Task set:
(a) Answer these from the passage on generalized Feynman diagrams in TGD:
(i) What does the sum over space-time surfaces reduce to?
(ii) What are the basic structures in topological quantum computation?
(iii) Which integral does the passage say cannot be removed in the TGD framework?
(b) Extend the passage on generalized Feynman diagrams in TGD from its last sentence onward.

Given passage:
The first observation is that the path integral over all space-time surfaces with a fixed collection of 3-surfaces as a boundary does not make sense in TGD framework. Sum reduces to a single 3-surface X^4(X3) since classical physics in the sense of Bohr's orbitology is a quintessential part of configuration space geometry and quantum theory. Classical world is not anymore identified as a path with a stationary phase.
This suggests completely different approach to the notion of Feynman diagram. It however took quite a long time before I realized how to formulate this approach more precisely. The idea came when I constructed a TGD inspired model for topological quantum computation. In topological quantum computation braids are the basic structures and quantum computation coded into the knotting and linking of the threads of the braid.
This leads to a view that generalized Feynman diagrams do not represent sum over all classical paths but represent something analogous to computations with vertices representing some fundamental algebraic operations. A given computation can be carried out in very many equivalent manners and there always exists a minimal computation. In the language of generalized Feynman diagrams this would mean that diagrams with loops are always equivalent with tree diagrams. The summation over loops would be obviously multiple counting in this framework. This would be nothing but a far reaching generalization of the duality symmetry, which originally lead to string models. I have formulated this generalization in terms of Hopf (ribbon-) algebras
here and in a different manner
here.
That there are several equivalent diagrams would conform with the non-determinism of Kähler action implying several equivalent space-time surfaces having given 3-surfaces as boundaries. This of course correlates directly with the fact that the functional integral and canonical quantization fail completely.
The generalized Feynman diagrams could be also interpreted as space-time counterparts for different analytic continuations of configuration space spinor fields (classical spinor fields in the world of classical worlds) from a sector of configuration space with a given 3-topology to another sector with different topology (initial and final states of particle reaction in the language of elementary particle physicist). This continuation can be performed in very many manners but the final result is same always, just as in case of equivalent computations.
Getting rid of standard divergences
It is possible to get rid of path integrals in TGD framework but not from the functional integral over the infinite-dimensional world of classical worlds. This integration means performing an average over these well-defined generalized Feynman diagrams, one might say over predictions of finite quantum field theories. This functional integral in question could bring back the basic difficulties but it does not.

Image outline annotation entries:
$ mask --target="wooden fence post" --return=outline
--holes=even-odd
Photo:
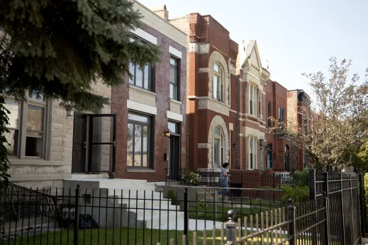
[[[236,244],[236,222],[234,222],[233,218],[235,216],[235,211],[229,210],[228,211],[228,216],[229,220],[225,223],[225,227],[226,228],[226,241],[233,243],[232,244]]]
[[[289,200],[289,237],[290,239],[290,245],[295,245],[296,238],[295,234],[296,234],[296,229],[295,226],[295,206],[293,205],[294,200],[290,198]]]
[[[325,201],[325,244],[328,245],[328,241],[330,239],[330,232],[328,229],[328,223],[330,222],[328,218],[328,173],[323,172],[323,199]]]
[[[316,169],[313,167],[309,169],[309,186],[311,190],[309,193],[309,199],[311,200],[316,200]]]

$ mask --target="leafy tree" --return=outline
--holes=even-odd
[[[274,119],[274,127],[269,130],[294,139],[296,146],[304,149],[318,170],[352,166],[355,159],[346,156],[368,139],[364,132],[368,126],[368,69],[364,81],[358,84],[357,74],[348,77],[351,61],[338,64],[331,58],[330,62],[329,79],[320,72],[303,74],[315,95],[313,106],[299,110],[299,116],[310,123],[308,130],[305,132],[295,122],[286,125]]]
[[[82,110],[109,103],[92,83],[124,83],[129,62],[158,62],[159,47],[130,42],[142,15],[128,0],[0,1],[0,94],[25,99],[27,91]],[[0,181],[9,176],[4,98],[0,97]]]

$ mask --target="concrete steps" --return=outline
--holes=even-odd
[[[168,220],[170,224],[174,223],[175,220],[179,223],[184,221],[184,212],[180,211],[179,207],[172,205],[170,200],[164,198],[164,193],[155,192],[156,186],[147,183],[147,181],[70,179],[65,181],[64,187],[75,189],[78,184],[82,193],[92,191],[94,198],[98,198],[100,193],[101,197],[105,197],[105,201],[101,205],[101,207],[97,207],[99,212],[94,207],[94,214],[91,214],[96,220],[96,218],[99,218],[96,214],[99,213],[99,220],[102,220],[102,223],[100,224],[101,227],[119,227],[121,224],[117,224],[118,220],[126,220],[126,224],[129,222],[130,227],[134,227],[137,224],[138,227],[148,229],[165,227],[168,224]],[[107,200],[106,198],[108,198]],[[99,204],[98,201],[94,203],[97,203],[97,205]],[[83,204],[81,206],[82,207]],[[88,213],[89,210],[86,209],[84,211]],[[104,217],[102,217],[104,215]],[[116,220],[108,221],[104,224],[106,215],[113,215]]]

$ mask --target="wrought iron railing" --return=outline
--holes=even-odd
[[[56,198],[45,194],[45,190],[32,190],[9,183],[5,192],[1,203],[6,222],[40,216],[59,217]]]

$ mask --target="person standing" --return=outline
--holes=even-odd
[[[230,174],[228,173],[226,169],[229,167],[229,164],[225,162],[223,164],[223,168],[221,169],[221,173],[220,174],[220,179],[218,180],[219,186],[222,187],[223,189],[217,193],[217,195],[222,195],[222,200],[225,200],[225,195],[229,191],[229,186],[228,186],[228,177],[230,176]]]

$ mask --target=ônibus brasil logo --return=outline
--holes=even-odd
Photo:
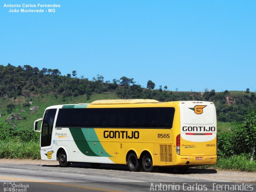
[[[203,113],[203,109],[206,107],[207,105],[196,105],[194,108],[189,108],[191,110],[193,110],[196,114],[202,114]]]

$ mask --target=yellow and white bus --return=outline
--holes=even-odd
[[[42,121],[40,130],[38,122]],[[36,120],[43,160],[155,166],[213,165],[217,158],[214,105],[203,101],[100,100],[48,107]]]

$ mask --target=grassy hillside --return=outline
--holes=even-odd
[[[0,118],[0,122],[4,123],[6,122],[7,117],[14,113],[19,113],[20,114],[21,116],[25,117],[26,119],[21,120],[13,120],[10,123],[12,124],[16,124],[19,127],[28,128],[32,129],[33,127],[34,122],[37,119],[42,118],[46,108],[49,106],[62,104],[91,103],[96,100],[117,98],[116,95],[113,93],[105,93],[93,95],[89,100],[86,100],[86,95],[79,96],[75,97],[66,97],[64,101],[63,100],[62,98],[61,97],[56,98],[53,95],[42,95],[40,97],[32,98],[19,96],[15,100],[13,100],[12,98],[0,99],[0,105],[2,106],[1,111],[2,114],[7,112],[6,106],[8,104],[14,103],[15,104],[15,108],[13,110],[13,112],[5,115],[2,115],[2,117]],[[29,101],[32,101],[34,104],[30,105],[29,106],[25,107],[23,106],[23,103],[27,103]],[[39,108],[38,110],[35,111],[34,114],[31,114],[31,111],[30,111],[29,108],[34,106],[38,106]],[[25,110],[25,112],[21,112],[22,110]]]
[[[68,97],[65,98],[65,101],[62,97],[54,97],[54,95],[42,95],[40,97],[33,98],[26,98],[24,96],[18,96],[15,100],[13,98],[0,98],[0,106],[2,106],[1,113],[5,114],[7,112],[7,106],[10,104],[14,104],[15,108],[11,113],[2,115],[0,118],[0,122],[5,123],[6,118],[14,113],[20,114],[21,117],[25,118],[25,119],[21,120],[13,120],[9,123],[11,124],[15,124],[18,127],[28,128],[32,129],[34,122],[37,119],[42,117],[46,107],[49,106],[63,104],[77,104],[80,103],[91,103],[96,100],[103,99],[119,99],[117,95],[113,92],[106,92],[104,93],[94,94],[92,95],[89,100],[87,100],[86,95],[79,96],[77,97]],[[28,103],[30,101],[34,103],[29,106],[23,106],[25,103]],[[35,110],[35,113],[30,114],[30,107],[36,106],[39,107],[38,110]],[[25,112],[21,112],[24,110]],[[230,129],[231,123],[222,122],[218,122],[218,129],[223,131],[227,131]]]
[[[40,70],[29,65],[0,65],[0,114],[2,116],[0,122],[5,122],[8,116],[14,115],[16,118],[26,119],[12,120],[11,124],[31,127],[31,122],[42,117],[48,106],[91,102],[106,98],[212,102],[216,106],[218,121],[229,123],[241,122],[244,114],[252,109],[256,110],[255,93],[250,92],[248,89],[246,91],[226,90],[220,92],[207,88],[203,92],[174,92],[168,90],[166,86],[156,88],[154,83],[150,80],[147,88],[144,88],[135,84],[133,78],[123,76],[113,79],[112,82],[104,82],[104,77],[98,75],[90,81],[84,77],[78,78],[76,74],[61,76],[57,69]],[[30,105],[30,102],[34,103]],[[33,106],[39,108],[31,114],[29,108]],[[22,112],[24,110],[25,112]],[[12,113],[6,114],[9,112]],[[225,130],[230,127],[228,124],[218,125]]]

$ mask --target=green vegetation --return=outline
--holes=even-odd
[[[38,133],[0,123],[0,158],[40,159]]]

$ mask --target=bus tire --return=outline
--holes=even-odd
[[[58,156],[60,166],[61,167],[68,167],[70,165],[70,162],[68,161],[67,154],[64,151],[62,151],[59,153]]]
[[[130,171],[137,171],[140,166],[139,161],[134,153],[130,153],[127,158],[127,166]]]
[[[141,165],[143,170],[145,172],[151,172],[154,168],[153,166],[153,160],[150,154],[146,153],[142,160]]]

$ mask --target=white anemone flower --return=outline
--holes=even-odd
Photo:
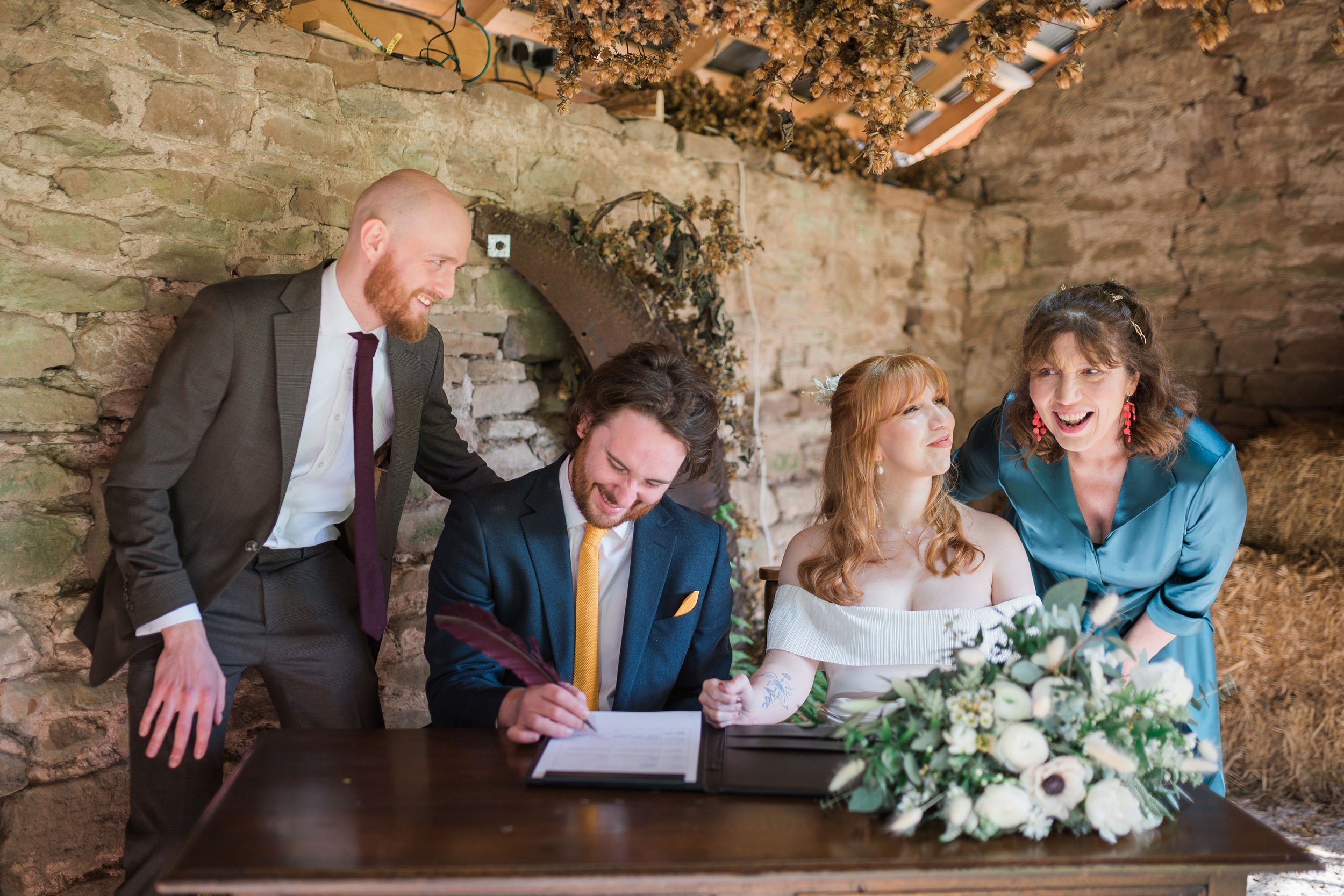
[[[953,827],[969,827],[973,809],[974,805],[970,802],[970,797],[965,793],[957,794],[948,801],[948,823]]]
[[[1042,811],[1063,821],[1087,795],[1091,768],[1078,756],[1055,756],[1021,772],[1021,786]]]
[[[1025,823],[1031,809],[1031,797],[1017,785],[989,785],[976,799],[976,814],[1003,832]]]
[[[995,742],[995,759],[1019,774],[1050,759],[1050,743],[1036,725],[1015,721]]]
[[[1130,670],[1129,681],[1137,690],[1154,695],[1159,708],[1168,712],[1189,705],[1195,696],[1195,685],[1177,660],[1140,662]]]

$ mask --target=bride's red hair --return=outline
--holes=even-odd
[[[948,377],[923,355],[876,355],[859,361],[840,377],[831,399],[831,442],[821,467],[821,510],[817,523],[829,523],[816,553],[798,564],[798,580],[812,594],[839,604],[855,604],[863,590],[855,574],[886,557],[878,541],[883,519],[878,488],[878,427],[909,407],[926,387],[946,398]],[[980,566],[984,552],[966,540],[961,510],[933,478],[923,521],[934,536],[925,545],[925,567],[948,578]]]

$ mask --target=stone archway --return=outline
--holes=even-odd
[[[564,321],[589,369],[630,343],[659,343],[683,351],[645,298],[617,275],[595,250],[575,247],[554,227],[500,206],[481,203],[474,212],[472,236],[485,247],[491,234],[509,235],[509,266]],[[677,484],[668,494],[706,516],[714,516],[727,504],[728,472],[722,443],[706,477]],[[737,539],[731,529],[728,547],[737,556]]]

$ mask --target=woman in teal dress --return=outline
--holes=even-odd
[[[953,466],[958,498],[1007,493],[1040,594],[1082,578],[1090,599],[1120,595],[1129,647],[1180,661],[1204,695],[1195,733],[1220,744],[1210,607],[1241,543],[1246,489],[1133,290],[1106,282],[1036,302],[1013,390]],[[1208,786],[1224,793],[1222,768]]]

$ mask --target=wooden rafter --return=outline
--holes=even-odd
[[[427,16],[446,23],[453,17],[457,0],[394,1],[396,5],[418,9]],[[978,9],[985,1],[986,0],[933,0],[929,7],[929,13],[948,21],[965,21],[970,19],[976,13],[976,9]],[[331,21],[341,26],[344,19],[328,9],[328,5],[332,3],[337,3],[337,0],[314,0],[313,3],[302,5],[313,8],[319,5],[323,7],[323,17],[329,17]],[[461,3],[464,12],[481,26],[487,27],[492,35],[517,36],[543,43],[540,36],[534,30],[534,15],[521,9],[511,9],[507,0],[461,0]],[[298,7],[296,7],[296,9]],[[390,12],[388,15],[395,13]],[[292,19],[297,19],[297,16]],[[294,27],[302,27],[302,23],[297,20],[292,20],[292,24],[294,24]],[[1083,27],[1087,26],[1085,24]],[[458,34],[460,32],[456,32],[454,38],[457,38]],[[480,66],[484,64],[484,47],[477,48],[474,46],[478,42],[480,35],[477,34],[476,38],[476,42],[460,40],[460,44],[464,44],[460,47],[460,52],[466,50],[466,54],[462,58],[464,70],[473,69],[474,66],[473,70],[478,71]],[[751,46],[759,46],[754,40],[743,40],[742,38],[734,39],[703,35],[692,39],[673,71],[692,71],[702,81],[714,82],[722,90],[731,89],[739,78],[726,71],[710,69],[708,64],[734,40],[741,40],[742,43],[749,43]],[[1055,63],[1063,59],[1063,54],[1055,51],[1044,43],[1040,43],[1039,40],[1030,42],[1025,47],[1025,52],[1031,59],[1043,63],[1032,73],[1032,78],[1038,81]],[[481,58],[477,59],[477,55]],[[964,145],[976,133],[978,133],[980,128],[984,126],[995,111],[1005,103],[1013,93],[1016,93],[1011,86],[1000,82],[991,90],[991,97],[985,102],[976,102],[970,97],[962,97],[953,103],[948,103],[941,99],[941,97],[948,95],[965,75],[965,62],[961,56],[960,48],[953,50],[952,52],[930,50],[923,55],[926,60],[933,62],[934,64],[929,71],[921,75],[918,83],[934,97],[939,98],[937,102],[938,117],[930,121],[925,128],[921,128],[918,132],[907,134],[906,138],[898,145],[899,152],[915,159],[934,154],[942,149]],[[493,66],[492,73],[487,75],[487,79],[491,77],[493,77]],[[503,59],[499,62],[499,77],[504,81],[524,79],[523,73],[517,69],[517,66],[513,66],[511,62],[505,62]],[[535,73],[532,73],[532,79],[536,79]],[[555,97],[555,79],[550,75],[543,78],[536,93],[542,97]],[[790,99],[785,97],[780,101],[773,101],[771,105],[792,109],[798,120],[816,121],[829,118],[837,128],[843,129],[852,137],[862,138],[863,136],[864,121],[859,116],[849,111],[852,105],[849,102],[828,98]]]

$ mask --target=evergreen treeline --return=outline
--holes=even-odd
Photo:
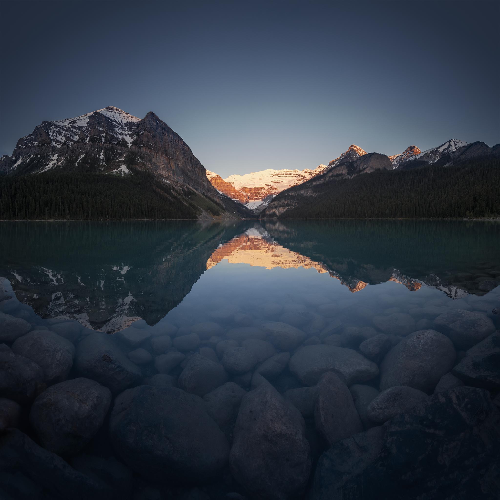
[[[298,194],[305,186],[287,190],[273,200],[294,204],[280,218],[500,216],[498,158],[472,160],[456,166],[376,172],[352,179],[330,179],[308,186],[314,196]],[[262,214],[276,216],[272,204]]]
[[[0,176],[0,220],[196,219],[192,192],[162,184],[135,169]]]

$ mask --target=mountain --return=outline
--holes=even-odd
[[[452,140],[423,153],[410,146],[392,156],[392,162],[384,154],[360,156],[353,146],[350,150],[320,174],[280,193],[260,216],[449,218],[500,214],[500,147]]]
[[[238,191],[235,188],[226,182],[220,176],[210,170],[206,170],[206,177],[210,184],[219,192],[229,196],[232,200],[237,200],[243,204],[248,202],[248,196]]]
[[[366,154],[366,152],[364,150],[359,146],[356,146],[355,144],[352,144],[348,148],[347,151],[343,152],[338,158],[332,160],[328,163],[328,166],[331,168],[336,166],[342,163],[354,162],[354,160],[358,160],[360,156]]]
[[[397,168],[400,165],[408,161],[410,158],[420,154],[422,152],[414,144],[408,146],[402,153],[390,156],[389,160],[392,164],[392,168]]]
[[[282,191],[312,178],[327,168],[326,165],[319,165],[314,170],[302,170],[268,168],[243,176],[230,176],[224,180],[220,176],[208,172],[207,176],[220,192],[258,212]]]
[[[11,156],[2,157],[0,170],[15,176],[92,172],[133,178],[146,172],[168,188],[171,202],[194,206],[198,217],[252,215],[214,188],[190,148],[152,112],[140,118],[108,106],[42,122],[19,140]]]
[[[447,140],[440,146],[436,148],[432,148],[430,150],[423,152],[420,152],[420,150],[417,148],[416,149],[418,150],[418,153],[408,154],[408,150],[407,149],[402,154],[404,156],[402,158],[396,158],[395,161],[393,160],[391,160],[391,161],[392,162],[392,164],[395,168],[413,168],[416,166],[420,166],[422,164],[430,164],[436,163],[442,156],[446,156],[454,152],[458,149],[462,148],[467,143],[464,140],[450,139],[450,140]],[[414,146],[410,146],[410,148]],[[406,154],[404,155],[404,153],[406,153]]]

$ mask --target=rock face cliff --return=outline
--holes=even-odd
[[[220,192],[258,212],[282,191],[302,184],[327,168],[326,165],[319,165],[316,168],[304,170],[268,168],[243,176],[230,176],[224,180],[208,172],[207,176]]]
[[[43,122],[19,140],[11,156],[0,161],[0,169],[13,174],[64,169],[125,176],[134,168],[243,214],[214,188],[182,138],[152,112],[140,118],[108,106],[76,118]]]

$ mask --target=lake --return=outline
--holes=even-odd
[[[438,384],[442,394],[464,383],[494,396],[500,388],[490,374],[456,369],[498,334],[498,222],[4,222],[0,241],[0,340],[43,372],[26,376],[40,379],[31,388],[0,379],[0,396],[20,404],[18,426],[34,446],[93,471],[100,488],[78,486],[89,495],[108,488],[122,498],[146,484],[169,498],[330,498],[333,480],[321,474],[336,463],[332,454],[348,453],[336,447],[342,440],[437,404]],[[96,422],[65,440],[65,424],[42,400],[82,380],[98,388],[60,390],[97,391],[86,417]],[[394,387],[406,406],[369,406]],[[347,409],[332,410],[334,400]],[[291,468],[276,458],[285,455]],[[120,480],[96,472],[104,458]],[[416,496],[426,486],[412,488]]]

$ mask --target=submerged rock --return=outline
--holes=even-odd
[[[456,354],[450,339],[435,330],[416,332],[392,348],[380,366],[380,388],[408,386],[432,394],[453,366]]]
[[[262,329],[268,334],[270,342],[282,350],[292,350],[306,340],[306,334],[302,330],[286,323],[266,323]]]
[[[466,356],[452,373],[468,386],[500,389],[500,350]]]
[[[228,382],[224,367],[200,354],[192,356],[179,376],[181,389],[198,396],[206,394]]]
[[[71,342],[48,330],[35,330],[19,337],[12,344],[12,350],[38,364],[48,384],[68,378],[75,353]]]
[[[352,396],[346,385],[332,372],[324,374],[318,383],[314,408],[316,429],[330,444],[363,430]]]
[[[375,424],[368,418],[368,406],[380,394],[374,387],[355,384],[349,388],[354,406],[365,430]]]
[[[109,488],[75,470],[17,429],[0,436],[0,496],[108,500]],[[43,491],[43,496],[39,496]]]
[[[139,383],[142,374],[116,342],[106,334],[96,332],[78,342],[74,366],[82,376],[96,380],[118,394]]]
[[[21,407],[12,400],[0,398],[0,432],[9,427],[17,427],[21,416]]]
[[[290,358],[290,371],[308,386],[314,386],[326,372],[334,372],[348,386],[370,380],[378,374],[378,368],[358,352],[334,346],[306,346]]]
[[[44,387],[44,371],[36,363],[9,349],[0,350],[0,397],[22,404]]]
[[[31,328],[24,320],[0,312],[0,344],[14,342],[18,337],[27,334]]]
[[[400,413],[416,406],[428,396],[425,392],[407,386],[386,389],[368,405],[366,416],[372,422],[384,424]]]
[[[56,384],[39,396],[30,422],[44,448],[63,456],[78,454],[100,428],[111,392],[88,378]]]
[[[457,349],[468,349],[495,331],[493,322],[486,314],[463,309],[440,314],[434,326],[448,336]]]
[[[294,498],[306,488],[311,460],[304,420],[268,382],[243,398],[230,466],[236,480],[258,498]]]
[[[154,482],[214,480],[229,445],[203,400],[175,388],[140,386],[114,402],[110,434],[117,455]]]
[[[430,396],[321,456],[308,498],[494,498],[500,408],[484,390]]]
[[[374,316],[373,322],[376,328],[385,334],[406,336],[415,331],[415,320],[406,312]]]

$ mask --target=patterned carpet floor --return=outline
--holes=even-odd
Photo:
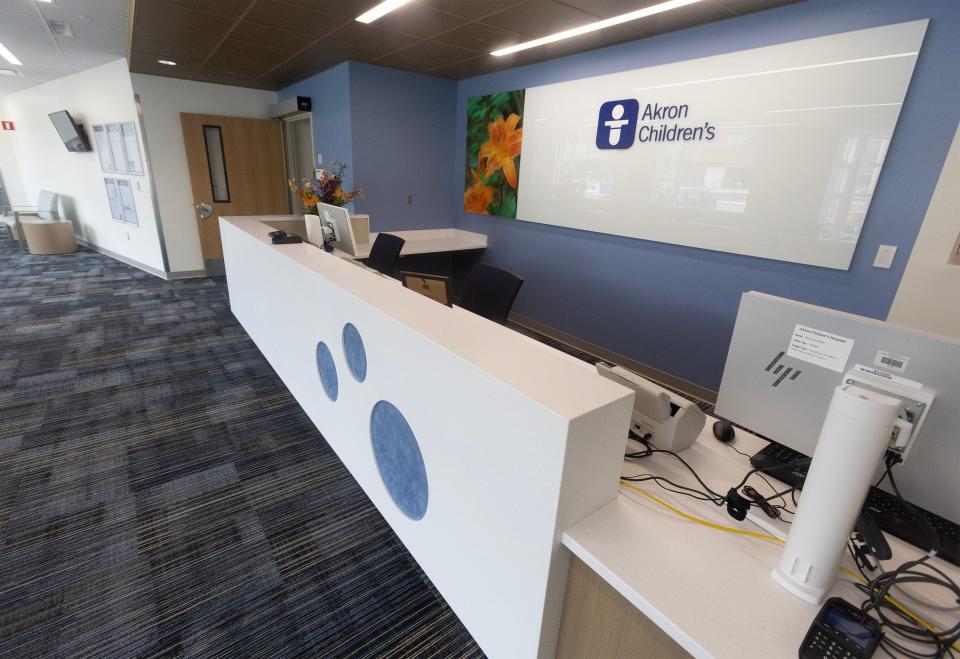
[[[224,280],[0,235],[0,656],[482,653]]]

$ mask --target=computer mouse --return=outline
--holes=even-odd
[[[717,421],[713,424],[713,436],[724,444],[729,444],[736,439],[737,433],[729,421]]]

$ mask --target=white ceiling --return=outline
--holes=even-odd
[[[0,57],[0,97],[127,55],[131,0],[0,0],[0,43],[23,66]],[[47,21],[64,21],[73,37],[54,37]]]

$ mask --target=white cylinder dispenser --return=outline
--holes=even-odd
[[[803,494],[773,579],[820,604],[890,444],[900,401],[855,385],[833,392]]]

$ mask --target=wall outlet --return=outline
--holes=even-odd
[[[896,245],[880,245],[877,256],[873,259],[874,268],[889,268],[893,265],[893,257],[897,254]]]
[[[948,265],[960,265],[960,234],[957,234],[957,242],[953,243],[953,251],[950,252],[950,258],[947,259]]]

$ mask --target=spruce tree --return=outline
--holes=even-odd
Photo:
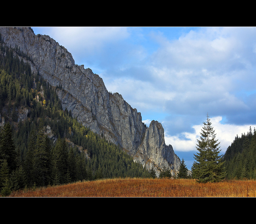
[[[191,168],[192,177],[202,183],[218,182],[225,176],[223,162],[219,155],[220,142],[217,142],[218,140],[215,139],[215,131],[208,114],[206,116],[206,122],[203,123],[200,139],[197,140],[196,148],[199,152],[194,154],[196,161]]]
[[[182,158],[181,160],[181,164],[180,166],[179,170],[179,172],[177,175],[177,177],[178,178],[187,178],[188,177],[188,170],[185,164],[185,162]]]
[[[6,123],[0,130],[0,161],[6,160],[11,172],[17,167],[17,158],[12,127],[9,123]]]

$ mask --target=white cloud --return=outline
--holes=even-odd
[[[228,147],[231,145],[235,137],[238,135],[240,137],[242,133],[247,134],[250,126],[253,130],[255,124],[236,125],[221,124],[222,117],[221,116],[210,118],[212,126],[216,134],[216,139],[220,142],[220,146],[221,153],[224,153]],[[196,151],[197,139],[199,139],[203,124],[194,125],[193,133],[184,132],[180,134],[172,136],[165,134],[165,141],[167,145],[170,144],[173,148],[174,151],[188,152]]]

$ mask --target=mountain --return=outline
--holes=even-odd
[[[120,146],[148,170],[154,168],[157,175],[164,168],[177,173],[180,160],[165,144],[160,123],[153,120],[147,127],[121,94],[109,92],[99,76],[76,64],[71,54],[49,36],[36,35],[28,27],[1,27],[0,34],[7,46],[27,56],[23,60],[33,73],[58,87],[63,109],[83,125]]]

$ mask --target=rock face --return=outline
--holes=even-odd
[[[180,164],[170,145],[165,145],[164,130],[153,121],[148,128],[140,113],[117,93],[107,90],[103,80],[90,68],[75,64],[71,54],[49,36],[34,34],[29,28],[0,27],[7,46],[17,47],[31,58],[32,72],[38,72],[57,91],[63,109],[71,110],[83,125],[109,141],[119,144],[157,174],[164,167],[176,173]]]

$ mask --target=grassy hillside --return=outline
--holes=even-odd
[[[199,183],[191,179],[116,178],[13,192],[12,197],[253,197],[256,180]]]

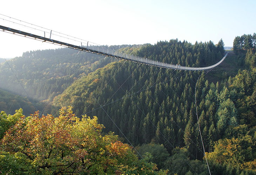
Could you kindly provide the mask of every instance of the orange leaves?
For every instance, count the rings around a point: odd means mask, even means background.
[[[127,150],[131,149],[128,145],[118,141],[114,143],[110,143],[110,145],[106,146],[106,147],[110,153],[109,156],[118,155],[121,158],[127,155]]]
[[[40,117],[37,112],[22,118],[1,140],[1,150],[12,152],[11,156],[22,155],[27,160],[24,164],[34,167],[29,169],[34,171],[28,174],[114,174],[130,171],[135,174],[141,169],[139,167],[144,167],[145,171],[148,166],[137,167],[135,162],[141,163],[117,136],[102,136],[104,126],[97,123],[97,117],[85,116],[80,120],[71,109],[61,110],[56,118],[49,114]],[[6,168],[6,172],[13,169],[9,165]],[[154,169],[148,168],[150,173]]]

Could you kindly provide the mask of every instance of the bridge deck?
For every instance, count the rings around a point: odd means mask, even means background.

Answers given:
(a)
(i) A single 3-surface X^4(X3).
(ii) Braids.
(iii) The functional integral over the infinite-dimensional world of classical worlds.

(b)
a) The vacuum functional over quantum fluctuating degrees of freedom defining the functional integral is completely analogous to a thermal partition function defined as an exponent of Hamiltonian in thermodynamics at a critical temperature. Kähler coupling strength is analogous to critical temperature, which means that the values of the only free parameter of the theory are predicted as they should in any respectable TOE.
The good news is that Kähler function is a non-local functional of 3-surface X^3. Hence the local divergences unavoidable in any local QFT are absent. If one would try to integrate over all X^4, one would have Kähler action and locality and all the problems of standard approach would be magnified since the action is extremely non-linear.
b) Vacuum functional is the exponent of Kähler function and in the perturbation theory configuration space contravariant metric becomes propagator. The Gaussian determinant is the inverse of the metric determinant and these two ill-defined determinants neatly cancel each other so that also aesthetic is perfect! Note that the coefficient of the exponent of Kähler function is also fixed.
A further good news is that there are hopes that the functional integral might be carried out exactly by performing perturbation theory around the maxima of Kähler function. These hopes are stimulated by the fact that the world of classical worlds is a union of symmetric spaces and for a symmetric space all points are metrically equivalent. In the finite-dimensional case there are a lot of examples about the occurrence of this phenomenon.
The conclusion is that the standard divergences are not present and that this result is basically due to a new philosophy rather than some delicate cancellation mechanism.
What about zero modes?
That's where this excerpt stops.